> [TEXTE SOURCE]:
++++++++++

Et si l’on comparait le classique Vs l’hybride ?
- Puisque dans le multimodal, comme son nom l’indique, la combinaison de modalités appelle forcément la multiplicité d’activités pédagogiques. Il devient intéressant de ne pas rester sur un modèle classique transmissif mais sur une variation de tâches d’apprentissage.
- Le numérique dans un format classique se limite souvent à une prise de notes avec un équipement technologique. Y trouve-t-on vraiment une valeur ajoutée ? En revanche, quand la tâche est redéfinie (exercice collaboratif de co-construction d’une ressource par exemple), le numérique peut s’avérer comme un plus… à condition qu’il reste discret et n’occupe pas le premier plan du dispositif mis en place.

++++++++++

> [ENREGISTREMENTS FOURNIS]:
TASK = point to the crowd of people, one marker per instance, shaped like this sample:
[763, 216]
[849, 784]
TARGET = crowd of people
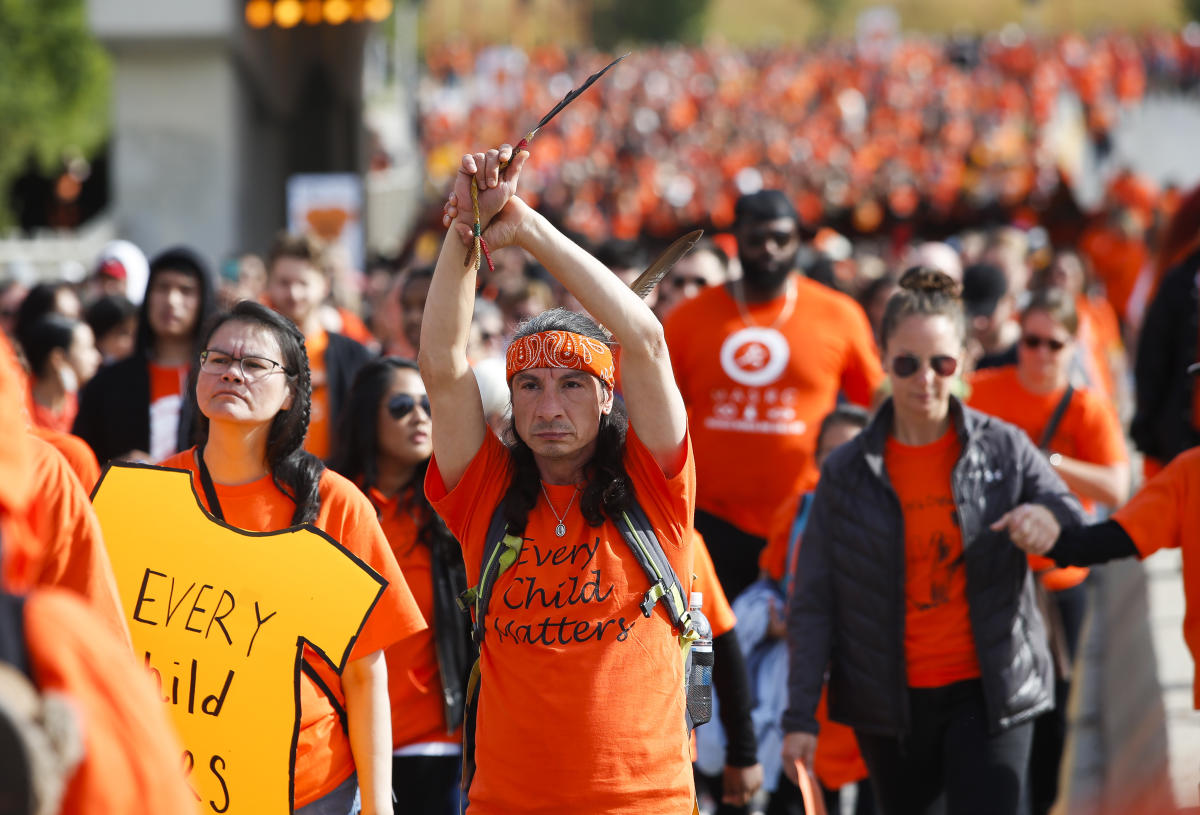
[913, 135]
[899, 462]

++++++++++

> [TRAVAIL À FAIRE]:
**A)** Reproduisez le passage du texte sur l'enseignement hybride qui commence par "- Puisque dans" et se poursuit jusqu'à "mis en place.".
**B)** Pour chacune des affirmations suivantes, indiquez par oui ou par non si elle concorde avec le texte sur l'enseignement hybride, puis citez les mots du texte qui le montrent : (i) dans le multimodal, la combinaison de modalités appelle la multiplicité d'activités pédagogiques ; (ii) le numérique doit occuper le premier plan du dispositif ; (iii) dans un format classique, le numérique se limite souvent à une prise de notes.
**C)** D'après le texte sur l'enseignement hybride, pourquoi devient-il intéressant de passer d'un modèle classique transmissif à une variation de tâches d'apprentissage ?
Les enregistrements n'ont aucun lien avec le texte.

> [RÉPONSES PAR TÂCHE]:
**A)**
- Puisque dans le multimodal, comme son nom l’indique, la combinaison de modalités appelle forcément la multiplicité d’activités pédagogiques. Il devient intéressant de ne pas rester sur un modèle classique transmissif mais sur une variation de tâches d’apprentissage.
- Le numérique dans un format classique se limite souvent à une prise de notes avec un équipement technologique. Y trouve-t-on vraiment une valeur ajoutée ? En revanche, quand la tâche est redéfinie (exercice collaboratif de co-construction d’une ressource par exemple), le numérique peut s’avérer comme un plus… à condition qu’il reste discret et n’occupe pas le premier plan du dispositif mis en place.

**B)**
(i) Oui : « la combinaison de modalités appelle forcément la multiplicité d’activités pédagogiques ».
(ii) Non : « à condition qu’il reste discret et n’occupe pas le premier plan du dispositif mis en place ».
(iii) Oui : « Le numérique dans un format classique se limite souvent à une prise de notes avec un équipement technologique ».

**C)** Dans le multimodal, la combinaison de modalités appelle forcément la multiplicité d'activités pédagogiques. Il devient donc intéressant de varier les tâches d'apprentissage plutôt que de rester sur un modèle classique transmissif.